**TEXTE SOURCE**:
-- -- --

En fin de service, il reste souvent du pain ou des légumes sur les plateaux repas dans les restaurants universitaires. Une perte de denrées non négligeable qui coûte de l’argent. Les Crous et étudiants engagés tentent de trouver des solutions pour sensibiliser personnel des cantines et pensionnaires des établissements.
Vous sortez de cours, vous avez un petit creux. Normal, il est plus de midi, l’heure du déjeuner. Vous avez deux heures devant vous, avant la reprise d’un cours magistral. Que faire ? Grâce à votre smartphone, en quelques instants, vous apprenez que le restaurant universitaire (RU) le plus proche est bondé. Vous prenez donc la décision de retarder votre venue à la cantine pour éviter la queue et profiter de votre repas dans de meilleures conditions. Le lendemain, à la même heure, votre mobile vous informe du menu de tel RU. Cela ne vous convient guère et vous vous rendez dans un autre établissement servant des plats à votre goût. Et ce, en compagnie d’amis, dont la présence a été notifiée par votre mobile.
Cette scène n’est pas une fiction, elle pourrait même avoir lieu dans quelques mois, lorsque l’application mobile anti-gaspillage alimentaire What the food aura été lancée en phase de test dans trois RU parisiens (...)
Aucune étude globale et nationale n’a été menée dans les RU de France pour mesurer l’ampleur du gaspillage alimentaire, mais de nombreuses personnes agissent à l’échelle d’un campus. C’est d’ailleurs, selon le Réseau français des étudiants pour le développement durable (Refedd), plus logique. « Cela permet, précise Oriane Cébile, la présidente de la structure, d’identifier les problèmes et de trouver des solutions adaptées au contexte. » Aussi, le Refedd a organisé, en 2011, une pesée des déchets alimentaires sur trois sites parisiens, notamment à la Cité universitaire. Résultat : entre 25 et 43 kilogrammes, en moyenne, ont été gaspillés chaque jour durant l’expérience en fonction des lieux, soit, quotidiennement, de 54 à 72 grammes, en moyenne, de denrées par plateau. (...)

-- -- --

Entrées de données
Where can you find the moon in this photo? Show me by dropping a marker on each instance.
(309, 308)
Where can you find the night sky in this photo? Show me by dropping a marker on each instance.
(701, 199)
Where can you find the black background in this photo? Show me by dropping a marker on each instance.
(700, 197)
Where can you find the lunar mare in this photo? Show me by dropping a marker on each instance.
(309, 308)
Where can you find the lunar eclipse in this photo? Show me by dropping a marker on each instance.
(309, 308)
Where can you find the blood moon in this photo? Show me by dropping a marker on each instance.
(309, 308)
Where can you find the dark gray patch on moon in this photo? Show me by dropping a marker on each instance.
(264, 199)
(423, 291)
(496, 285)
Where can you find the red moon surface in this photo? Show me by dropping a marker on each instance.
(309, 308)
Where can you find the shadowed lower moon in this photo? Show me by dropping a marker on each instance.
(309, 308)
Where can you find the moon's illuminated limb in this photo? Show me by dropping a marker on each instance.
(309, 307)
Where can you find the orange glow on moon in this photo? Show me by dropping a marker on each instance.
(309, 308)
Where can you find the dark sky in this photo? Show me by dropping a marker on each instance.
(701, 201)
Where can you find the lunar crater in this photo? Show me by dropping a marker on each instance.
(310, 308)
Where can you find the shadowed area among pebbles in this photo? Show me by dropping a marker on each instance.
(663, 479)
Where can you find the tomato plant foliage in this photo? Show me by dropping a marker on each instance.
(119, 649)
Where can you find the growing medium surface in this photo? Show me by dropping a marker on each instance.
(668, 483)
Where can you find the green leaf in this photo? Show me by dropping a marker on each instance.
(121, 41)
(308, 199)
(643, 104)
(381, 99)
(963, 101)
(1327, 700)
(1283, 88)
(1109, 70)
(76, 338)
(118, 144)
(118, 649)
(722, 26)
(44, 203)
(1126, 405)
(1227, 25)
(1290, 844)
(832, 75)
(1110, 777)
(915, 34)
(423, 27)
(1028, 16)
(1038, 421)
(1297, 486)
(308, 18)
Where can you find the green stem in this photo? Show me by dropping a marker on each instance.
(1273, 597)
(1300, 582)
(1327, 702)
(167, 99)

-- -- --

**CONSIGNE A**: Recopiez tout le passage de l'article sur le gaspillage dans les restaurants universitaires, depuis « En fin de service, il » jusqu'à « pensionnaires des établissements. ».
**CONSIGNE B**: Poursuivez, s'il vous plaît, l'article sur le gaspillage dans les restaurants universitaires à partir de sa dernière phrase.
Les items forment un matériau indépendant de l'article sur le gaspillage dans les restaurants universitaires.

**RÉPONSE A**:
En fin de service, il reste souvent du pain ou des légumes sur les plateaux repas dans les restaurants universitaires. Une perte de denrées non négligeable qui coûte de l’argent. Les Crous et étudiants engagés tentent de trouver des solutions pour sensibiliser personnel des cantines et pensionnaires des établissements.

**RÉPONSE B**:
Ce qui n’est pas négligeable. L’un des aliments les plus gâchés ? Le pain. Comme à Toulouse, par exemple, où… vingt tonnes partent à la poubelle annuellement sur l’ensemble des points de restauration gérés par le Crous, d’après un audit réalisé fin 2012. Pour comprendre le phénomène, le Crous a sondé un millier d’étudiants fréquentant le RU de l’Université Jean-Jaurès, à Toulouse, en avril 2014. Résultat : plus de la moitié des interrogés ont déclaré laisser du pain sur leur plateau, et 40% de ceux ayant assuré en prendre systématiquement ont dit ne pas le terminer. Pourquoi autant ? « De nombreux sondés n’ont jugé le pain ni bon, ni mauvais, soit juste “mangeable” », glisse Patrick Blondel, le chargé DD au Crous de Midi-Pyrénées. D’où l’idée d’en choisir de meilleure qualité et, surtout, de réduire sa taille à la rentrée qui a suivi, en septembre 2014. « Chaque morceau est passé de 50 à 40 grammes », précise-t-il. À l’École nationale supérieure agronomique de Toulouse (Ensat), certains ont également proposé de couper le pain en deux, l’an dernier, et cela a permis de diviser par trois la quantité jetée. (...)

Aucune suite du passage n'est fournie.